**Objective**
Show every line below that contains the word "pointer", matching upper and lower case exactly.

[Point-based annotation data]
++++++

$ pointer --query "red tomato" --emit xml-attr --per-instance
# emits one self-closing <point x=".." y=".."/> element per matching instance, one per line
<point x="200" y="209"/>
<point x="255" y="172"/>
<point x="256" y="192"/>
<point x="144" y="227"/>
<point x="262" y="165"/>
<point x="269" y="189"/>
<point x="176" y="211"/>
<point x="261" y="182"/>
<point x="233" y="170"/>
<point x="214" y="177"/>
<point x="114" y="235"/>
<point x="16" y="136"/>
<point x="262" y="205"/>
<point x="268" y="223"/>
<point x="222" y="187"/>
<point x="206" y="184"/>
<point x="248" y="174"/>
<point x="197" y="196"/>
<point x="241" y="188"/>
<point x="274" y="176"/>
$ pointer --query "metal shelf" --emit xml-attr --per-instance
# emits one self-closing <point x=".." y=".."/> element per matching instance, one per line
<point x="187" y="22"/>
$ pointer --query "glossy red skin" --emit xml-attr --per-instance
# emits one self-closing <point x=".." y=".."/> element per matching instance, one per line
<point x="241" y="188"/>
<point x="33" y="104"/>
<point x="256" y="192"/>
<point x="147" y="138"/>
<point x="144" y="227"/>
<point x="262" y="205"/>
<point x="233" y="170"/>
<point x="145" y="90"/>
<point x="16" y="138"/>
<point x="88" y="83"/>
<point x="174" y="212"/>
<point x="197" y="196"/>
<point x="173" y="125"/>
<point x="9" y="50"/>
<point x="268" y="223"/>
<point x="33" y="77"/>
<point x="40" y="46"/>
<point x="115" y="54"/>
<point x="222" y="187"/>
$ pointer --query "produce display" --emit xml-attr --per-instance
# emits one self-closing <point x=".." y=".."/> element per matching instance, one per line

++++++

**Exercise result**
$ pointer --query "red tomato" --emit xml-attr --per-instance
$ pointer --query "metal shelf" --emit xml-attr --per-instance
$ pointer --query "glossy red skin" --emit xml-attr --per-instance
$ pointer --query "produce display" --emit xml-attr --per-instance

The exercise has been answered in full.